**GIVEN PROBLEM**
Reproduce nothing but the closing run of lines: the line with "# test: for every instance of the water" and each line that follows it to the end of the data.

**DATA SUPPLIED**
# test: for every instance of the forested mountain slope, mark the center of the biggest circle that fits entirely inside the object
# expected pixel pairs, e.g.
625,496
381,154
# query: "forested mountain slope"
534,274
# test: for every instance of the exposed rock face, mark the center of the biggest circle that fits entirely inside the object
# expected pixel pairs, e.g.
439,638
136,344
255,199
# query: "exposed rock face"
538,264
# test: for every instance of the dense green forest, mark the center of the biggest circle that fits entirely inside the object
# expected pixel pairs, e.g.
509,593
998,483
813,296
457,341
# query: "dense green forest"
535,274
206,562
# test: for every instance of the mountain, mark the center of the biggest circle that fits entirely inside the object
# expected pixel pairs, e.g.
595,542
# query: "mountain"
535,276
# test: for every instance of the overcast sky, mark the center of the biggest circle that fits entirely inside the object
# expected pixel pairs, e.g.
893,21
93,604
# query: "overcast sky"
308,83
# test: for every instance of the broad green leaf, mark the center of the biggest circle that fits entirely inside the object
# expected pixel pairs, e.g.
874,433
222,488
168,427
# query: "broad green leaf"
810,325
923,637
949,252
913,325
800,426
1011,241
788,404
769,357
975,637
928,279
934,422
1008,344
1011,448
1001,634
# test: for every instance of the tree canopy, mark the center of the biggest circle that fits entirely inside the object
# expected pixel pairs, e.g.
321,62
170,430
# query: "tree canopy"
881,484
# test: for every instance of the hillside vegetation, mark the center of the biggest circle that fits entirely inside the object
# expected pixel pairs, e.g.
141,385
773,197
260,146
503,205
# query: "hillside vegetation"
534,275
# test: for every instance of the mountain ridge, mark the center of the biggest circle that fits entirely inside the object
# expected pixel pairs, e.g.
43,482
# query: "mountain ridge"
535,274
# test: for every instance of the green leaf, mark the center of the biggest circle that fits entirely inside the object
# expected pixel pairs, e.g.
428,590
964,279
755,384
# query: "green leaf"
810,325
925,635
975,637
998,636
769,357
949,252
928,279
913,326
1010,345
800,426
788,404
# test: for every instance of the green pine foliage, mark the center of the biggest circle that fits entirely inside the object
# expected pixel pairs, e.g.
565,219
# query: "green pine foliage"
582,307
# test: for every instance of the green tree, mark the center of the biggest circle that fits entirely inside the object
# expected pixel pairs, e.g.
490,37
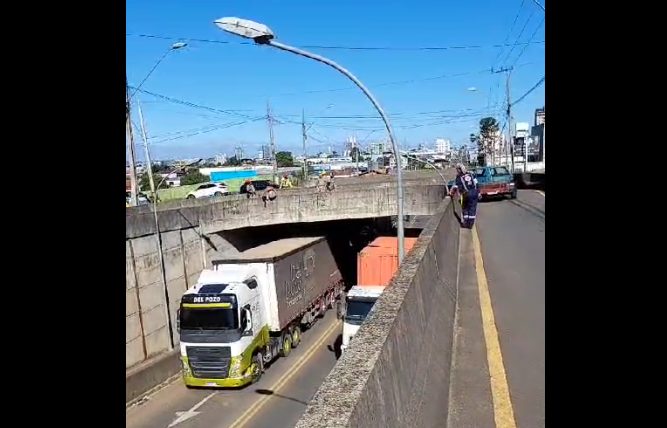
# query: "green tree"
488,133
193,177
233,161
145,183
284,159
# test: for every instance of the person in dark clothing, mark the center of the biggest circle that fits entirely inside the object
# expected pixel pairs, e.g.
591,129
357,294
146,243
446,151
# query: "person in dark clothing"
269,195
466,186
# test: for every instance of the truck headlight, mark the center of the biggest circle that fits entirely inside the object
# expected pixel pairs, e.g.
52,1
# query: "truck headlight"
186,367
235,367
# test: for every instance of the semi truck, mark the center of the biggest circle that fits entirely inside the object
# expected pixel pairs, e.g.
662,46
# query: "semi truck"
250,309
376,265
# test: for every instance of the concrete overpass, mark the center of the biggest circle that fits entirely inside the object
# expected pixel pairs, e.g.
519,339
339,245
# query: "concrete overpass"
419,359
426,355
191,232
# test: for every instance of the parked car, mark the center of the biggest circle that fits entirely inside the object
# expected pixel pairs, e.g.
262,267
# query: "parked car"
493,181
142,199
259,185
207,190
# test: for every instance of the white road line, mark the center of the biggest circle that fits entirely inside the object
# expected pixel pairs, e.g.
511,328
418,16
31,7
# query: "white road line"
183,416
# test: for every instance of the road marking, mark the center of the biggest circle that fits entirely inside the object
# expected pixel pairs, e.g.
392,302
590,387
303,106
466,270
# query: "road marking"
184,416
245,417
502,403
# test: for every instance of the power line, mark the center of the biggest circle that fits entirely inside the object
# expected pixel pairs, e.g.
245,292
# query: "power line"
532,35
529,91
351,48
507,37
500,53
519,36
396,82
194,105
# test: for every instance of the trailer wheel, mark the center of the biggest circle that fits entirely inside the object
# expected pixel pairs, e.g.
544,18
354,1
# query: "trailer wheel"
331,299
258,367
287,345
296,336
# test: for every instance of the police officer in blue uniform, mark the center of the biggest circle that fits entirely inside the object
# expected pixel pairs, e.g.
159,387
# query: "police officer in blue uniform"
466,185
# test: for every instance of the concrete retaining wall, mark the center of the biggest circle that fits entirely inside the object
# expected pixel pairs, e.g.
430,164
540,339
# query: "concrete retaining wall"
291,206
146,326
396,372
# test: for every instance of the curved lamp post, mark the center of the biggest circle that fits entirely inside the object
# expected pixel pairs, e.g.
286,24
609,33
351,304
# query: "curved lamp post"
263,35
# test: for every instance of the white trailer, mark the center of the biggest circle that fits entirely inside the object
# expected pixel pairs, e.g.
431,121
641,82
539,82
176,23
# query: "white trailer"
248,310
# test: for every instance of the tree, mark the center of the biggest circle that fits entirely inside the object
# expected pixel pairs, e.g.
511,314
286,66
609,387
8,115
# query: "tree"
486,139
145,183
233,161
284,159
193,177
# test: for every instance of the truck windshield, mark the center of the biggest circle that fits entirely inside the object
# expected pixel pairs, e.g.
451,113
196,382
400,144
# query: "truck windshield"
209,319
358,309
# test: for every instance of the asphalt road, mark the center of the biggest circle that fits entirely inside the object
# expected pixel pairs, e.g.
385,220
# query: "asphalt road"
511,236
277,400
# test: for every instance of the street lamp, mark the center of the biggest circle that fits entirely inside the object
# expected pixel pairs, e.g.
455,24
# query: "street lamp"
133,172
158,237
263,35
173,47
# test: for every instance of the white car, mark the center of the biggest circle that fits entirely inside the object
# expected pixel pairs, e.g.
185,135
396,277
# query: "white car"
207,190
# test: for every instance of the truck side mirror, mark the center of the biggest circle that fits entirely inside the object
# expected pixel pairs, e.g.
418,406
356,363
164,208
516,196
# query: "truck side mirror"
340,313
247,328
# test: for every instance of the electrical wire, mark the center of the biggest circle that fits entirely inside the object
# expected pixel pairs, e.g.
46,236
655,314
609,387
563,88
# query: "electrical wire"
529,91
351,48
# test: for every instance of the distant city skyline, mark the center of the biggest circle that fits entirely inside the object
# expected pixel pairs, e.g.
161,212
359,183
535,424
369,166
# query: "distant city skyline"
210,96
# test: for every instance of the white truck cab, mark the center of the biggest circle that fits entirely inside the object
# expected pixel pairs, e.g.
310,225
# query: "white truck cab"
358,303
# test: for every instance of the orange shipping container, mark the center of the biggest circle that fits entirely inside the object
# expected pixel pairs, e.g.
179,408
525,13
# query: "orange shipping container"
378,261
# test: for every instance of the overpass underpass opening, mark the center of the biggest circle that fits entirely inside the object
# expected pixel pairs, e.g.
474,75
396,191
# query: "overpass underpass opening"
345,237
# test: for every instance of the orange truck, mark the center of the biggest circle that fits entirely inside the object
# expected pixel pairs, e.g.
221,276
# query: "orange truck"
376,265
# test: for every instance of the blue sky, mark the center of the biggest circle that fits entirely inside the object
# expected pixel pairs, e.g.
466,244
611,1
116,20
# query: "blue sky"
424,91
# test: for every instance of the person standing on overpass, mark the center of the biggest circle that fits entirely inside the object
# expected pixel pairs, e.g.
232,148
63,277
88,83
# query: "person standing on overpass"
286,183
466,185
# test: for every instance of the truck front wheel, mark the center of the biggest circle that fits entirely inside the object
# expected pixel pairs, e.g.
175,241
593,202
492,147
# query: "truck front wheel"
296,336
258,367
287,345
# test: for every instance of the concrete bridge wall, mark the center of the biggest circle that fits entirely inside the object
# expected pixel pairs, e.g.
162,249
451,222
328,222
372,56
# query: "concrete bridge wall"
396,372
189,238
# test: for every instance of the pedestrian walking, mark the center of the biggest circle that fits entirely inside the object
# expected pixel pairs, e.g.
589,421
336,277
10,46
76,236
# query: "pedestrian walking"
466,185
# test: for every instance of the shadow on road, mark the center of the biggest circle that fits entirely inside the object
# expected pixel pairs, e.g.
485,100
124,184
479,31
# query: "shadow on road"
270,392
335,348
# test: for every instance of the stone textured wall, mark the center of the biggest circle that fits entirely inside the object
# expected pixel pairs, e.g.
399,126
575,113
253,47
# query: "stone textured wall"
396,371
146,326
291,206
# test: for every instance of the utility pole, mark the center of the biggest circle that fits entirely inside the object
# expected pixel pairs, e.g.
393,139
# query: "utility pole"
133,157
305,154
544,145
509,110
269,118
147,153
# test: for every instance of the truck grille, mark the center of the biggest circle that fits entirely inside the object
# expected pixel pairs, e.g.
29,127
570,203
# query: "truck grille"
209,362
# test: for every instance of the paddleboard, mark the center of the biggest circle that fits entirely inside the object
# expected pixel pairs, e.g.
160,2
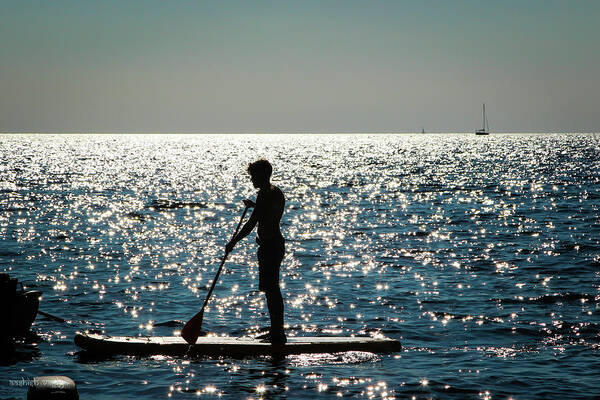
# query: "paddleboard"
229,346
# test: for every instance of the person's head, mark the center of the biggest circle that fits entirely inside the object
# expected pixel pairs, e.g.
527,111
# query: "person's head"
260,172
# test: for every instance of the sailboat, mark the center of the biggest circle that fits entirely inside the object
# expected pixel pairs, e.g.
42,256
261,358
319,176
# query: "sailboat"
485,130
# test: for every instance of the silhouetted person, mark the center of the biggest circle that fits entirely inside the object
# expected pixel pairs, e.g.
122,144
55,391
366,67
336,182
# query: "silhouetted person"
271,244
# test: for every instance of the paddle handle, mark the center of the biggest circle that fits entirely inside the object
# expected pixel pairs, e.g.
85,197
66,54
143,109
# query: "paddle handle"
237,229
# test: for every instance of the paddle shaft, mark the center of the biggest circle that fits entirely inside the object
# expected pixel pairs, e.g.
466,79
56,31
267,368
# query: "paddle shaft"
237,229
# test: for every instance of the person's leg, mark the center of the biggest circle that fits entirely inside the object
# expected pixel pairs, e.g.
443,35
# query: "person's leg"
269,261
275,305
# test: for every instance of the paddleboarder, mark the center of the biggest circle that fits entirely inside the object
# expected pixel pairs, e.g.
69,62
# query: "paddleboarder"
267,213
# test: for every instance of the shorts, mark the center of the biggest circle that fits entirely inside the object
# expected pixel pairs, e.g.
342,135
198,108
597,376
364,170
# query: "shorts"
270,255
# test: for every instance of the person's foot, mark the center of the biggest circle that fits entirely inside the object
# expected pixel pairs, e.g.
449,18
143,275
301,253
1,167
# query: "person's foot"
273,339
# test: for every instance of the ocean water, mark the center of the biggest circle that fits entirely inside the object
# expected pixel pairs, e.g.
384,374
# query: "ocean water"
481,254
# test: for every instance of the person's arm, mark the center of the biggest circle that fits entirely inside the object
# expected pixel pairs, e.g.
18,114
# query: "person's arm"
245,231
248,226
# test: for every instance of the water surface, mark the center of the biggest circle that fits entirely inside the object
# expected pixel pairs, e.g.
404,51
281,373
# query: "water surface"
481,254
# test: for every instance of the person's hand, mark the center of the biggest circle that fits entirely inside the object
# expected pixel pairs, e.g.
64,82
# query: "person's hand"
229,247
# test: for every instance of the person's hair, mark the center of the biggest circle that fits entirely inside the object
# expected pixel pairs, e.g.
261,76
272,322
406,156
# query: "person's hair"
260,169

**FULL OUTPUT**
# test: for every instance of the water surface, mark the center of the biggest circle that fits entirely inside the object
# expected pixel pairs, e.g.
404,51
281,373
# query: "water surface"
481,254
# test: for every instance of the person's hand, mark the center of the biggest circle that fits entirely inside the object
# expected pixel pairs, e.g.
64,82
# query: "person's hand"
229,247
# test: for every instance of the person's hair, mark the center of the biggest circle that fits entirely inside the object
# expected pixel pairs, e.g.
261,76
272,322
406,156
# query: "person's hair"
260,169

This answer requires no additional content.